YOUR ASSIGNMENT: Render the data as a Markdown table with columns "Row" and "Line," starting with the first line and going on through the line containing "box: [225, 204, 243, 209]". Number each line in order and leave out any blank lines.

BEGIN DATA

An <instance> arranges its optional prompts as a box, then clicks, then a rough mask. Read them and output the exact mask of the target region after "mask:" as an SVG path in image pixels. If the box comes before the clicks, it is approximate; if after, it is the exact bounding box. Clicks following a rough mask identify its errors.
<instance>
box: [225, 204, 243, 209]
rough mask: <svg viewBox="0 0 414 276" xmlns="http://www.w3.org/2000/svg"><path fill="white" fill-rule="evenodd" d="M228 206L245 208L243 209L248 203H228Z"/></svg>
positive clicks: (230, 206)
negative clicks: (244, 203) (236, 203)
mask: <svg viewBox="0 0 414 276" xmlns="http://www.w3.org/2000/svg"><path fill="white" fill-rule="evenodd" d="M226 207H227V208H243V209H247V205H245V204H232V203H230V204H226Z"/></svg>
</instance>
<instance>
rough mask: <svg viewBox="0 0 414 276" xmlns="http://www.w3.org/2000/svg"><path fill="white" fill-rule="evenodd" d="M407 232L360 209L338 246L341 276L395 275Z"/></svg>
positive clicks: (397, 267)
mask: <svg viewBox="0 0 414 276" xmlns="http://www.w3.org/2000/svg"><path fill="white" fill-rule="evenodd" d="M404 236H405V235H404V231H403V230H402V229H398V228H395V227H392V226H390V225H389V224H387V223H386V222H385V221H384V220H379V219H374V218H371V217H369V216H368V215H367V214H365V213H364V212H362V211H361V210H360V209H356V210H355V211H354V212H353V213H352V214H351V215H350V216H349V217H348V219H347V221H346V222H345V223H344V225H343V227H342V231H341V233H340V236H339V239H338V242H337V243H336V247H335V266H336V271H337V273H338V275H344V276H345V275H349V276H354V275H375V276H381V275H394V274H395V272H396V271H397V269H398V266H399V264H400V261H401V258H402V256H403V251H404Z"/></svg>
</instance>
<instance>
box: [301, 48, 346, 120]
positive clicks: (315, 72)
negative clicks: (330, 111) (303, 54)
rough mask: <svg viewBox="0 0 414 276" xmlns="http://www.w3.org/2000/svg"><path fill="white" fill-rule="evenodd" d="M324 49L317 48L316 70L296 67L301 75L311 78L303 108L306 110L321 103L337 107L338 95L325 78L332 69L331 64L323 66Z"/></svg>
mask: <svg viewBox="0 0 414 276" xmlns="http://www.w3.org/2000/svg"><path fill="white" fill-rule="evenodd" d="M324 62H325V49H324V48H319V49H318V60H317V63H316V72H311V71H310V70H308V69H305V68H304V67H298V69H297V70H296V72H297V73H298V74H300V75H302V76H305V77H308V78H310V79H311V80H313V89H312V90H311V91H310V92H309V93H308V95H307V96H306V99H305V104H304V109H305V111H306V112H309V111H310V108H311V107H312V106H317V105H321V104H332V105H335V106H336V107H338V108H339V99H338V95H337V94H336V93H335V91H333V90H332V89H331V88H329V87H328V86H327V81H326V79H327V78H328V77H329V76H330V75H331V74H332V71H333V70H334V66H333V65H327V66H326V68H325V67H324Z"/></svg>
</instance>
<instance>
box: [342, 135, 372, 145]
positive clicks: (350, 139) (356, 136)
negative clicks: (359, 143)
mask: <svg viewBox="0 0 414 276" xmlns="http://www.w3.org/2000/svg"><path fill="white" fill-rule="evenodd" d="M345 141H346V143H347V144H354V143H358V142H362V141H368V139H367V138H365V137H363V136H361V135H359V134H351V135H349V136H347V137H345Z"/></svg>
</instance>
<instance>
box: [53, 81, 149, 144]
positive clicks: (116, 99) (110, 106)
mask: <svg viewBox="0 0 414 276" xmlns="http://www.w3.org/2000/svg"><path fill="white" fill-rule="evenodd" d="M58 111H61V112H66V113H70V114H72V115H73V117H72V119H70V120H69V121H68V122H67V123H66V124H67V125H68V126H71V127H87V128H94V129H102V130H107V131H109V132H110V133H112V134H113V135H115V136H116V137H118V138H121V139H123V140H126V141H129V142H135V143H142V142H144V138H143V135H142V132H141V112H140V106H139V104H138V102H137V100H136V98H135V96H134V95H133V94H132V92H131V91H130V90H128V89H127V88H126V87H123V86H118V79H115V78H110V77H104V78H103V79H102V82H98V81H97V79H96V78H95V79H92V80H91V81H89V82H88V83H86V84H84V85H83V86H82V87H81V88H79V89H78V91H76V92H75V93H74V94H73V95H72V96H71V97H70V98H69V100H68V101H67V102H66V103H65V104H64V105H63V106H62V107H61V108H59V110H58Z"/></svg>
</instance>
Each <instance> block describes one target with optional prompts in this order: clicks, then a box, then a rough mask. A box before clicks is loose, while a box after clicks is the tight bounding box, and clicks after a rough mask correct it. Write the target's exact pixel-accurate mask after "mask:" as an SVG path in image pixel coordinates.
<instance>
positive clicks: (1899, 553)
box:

END DATA

FINISHED EXERCISE:
| Row | Line |
|---|---|
| 1 | An <instance> arranges its optional prompts as a box, then clicks, then a rough mask. Read them and output the exact mask of the target region after "mask:" as an SVG path in image pixels. If the box comes before the clicks, it is approximate; if after, it is the exact bounding box. Clicks following a rough mask identify its errors. |
| 2 | <instance> |
| 3 | box: [225, 204, 243, 209] |